INSTRUCTIONS FOR THE TASK: Report each line of the listing below that holds "window".

-- Opening Marker --

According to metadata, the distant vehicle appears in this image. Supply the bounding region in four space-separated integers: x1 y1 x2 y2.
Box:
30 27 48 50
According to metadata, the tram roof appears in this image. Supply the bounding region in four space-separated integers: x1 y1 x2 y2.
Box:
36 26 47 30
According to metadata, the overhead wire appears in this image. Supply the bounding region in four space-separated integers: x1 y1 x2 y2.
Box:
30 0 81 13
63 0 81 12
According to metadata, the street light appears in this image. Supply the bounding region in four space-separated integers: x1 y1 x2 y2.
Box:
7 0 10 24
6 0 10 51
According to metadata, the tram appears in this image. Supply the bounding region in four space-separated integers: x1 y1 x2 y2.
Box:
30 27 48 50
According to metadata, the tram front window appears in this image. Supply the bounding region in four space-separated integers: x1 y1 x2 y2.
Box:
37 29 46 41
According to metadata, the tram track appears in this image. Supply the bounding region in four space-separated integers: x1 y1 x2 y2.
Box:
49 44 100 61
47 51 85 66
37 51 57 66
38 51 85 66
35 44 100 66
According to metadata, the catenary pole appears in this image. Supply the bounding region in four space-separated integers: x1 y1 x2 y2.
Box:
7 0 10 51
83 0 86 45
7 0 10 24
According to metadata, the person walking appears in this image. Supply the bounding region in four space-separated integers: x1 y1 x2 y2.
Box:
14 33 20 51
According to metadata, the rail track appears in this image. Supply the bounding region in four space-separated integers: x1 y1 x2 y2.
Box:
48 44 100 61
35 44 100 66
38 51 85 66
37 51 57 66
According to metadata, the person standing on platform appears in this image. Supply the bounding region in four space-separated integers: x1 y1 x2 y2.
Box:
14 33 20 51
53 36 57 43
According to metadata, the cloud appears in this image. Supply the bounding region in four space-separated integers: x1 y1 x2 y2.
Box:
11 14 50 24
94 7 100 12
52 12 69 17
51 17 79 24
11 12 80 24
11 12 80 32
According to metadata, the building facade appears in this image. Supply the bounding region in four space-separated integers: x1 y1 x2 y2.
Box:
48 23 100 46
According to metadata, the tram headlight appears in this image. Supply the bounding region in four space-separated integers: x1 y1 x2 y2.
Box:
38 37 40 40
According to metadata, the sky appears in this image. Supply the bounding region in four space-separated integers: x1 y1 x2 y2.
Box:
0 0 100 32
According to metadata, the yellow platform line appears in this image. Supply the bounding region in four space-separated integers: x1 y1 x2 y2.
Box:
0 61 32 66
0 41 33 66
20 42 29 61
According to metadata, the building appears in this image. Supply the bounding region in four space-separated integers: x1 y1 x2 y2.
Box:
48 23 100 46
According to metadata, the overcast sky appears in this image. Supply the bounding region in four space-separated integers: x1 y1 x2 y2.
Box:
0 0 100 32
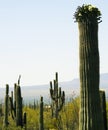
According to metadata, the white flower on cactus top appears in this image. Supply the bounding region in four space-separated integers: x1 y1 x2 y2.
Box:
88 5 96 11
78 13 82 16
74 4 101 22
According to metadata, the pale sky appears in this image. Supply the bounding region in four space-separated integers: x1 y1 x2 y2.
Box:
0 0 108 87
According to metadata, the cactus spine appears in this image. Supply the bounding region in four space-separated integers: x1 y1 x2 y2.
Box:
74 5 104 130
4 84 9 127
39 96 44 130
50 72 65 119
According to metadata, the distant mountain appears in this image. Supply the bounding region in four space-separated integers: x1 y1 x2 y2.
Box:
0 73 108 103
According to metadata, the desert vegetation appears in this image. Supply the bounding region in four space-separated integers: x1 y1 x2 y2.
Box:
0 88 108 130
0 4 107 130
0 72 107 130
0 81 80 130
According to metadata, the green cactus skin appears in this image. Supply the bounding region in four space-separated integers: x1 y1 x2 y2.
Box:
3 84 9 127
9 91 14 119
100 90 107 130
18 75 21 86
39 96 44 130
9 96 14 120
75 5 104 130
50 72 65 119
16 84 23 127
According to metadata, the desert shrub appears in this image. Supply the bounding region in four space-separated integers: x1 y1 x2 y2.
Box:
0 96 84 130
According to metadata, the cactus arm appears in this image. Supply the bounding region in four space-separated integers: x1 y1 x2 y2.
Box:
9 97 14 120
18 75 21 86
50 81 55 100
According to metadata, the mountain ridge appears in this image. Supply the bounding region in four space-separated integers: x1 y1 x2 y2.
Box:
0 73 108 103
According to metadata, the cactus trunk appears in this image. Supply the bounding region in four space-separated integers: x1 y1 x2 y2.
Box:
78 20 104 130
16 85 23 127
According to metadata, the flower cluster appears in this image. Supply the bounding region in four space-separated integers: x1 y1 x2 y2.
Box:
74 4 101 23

-- Closing Marker --
-- Opening Marker --

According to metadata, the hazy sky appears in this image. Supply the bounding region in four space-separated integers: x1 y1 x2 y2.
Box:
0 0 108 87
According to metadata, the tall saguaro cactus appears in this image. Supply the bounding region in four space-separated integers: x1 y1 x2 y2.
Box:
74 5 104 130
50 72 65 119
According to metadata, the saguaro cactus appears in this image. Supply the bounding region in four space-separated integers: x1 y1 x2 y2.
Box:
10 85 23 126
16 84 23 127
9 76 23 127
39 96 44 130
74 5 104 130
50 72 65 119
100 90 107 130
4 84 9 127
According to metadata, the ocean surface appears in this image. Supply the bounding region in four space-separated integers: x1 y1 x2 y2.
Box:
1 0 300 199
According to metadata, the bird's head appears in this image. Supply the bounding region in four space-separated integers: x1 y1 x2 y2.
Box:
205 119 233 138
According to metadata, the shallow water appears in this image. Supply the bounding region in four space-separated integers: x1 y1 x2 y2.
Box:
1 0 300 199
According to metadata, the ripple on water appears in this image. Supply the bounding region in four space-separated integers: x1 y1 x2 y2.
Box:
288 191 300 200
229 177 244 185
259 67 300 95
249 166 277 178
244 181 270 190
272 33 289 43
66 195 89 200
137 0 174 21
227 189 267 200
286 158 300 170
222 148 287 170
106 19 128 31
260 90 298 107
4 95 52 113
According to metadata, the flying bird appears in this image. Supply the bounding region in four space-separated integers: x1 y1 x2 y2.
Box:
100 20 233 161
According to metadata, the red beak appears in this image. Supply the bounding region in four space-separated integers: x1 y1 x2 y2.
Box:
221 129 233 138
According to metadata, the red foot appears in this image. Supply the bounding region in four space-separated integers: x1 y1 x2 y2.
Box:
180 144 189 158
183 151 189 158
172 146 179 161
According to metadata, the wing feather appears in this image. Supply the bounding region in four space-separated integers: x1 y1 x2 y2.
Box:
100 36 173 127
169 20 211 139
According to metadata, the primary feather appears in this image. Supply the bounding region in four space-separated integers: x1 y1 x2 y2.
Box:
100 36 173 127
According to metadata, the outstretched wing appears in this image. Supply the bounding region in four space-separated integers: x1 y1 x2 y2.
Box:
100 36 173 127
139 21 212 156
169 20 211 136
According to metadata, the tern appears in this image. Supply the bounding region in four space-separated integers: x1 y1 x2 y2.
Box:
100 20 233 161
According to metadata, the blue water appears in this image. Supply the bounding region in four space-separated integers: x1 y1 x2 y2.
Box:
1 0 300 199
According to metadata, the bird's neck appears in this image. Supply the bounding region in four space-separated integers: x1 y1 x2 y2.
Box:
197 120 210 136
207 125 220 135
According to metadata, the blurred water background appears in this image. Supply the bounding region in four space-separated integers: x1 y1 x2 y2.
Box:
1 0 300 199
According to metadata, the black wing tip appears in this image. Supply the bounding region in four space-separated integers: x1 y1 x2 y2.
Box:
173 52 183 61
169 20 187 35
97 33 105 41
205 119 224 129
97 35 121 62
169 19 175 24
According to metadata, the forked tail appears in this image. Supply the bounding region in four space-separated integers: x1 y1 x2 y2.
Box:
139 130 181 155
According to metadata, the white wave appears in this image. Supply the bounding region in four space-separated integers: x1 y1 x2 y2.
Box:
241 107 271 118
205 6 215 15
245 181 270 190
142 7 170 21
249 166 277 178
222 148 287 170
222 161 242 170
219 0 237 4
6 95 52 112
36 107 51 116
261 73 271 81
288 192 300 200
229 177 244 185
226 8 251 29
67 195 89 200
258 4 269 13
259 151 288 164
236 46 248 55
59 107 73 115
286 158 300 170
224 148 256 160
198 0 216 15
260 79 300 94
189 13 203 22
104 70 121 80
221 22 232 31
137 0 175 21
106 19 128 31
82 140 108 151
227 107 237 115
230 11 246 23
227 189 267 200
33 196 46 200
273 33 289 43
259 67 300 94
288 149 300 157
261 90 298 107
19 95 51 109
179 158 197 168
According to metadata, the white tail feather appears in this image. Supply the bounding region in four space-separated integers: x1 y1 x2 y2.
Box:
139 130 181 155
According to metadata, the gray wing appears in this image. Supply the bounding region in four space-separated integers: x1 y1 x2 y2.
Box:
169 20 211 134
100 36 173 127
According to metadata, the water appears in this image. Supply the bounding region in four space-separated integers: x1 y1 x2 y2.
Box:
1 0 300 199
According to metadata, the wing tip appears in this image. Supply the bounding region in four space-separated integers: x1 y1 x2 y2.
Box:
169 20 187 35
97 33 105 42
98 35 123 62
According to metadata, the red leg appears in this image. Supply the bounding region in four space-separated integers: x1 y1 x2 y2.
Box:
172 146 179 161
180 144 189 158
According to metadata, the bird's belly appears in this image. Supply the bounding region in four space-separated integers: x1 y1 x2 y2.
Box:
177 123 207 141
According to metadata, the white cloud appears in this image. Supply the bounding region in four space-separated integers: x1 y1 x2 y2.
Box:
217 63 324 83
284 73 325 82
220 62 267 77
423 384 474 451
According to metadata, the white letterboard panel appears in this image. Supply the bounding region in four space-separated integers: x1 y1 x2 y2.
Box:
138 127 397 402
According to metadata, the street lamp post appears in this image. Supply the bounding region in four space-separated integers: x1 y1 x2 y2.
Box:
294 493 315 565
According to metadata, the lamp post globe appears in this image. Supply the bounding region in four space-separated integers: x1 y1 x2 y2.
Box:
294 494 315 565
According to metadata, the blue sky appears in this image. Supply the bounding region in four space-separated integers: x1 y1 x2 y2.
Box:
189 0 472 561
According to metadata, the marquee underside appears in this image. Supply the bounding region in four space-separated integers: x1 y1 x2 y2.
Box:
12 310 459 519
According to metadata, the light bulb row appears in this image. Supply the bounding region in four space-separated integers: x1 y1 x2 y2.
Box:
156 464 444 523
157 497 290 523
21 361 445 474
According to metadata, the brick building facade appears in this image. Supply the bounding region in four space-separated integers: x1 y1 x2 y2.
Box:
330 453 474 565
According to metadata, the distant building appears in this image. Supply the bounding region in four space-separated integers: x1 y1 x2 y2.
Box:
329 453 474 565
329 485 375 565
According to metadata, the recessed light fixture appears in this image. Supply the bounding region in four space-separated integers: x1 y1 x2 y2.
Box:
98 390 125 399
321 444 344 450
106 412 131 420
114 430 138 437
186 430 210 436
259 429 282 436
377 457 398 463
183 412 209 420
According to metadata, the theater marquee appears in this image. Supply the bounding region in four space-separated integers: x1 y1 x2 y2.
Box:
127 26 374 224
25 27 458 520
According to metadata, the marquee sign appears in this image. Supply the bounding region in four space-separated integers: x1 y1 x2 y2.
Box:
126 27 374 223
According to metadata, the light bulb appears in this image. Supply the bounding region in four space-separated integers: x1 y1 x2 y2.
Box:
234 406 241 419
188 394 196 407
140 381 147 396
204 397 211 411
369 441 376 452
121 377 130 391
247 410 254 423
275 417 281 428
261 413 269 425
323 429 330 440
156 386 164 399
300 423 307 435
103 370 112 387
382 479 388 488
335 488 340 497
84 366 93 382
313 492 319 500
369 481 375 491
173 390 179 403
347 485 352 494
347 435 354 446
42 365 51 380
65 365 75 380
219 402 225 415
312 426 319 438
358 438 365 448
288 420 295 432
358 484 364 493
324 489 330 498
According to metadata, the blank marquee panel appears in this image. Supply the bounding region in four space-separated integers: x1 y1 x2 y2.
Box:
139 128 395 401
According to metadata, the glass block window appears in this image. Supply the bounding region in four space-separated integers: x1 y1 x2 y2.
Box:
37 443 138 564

-- Closing Marker --
-- Opening Marker --

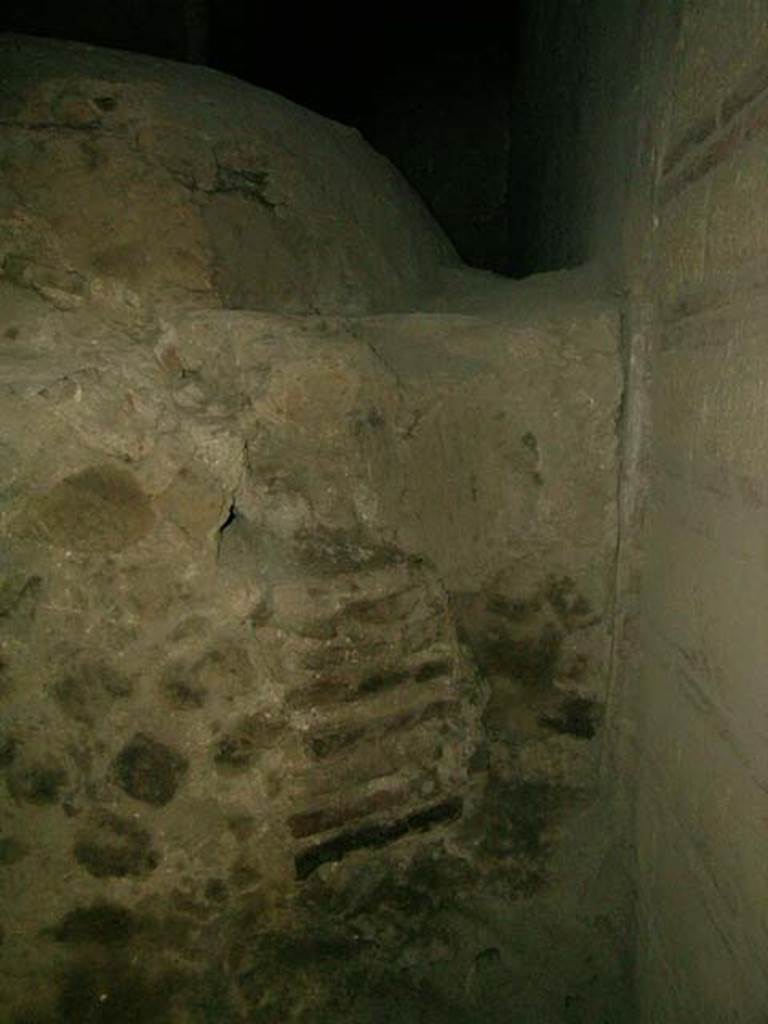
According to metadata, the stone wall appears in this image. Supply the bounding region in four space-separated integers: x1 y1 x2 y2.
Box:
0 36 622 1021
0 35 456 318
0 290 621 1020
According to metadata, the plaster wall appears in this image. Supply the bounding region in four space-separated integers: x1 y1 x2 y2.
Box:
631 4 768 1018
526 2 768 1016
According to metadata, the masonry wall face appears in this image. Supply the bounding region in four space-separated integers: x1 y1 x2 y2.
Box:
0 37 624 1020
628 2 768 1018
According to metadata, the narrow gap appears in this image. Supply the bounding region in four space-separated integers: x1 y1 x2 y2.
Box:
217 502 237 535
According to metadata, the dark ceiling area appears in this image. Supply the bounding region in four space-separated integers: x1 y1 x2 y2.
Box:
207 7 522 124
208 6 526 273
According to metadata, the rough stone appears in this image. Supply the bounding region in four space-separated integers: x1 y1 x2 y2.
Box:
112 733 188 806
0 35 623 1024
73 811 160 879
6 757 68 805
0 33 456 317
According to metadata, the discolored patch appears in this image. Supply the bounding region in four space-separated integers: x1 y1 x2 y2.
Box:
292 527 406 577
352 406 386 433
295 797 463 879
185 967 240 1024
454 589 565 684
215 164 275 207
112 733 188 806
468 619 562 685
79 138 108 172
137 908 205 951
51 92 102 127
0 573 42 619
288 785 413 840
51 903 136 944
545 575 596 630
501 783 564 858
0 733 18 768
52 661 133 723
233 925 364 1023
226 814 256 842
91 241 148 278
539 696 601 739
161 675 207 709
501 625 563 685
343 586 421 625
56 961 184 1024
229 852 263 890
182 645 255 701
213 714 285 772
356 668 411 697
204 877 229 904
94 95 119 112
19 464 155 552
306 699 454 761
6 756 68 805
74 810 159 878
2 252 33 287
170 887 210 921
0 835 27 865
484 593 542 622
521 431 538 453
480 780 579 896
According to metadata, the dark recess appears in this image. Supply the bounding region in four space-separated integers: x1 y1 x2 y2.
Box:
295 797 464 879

-- Closing Marker --

RESULT:
According to metadata, the tram front window appears in this image. Supply the bounding region in four space-separated integers: x1 y1 x2 y2.
According to metadata, the glass block window appears in this image. Supply the bounding region in four space-separated integers: x1 y1 x2 y2.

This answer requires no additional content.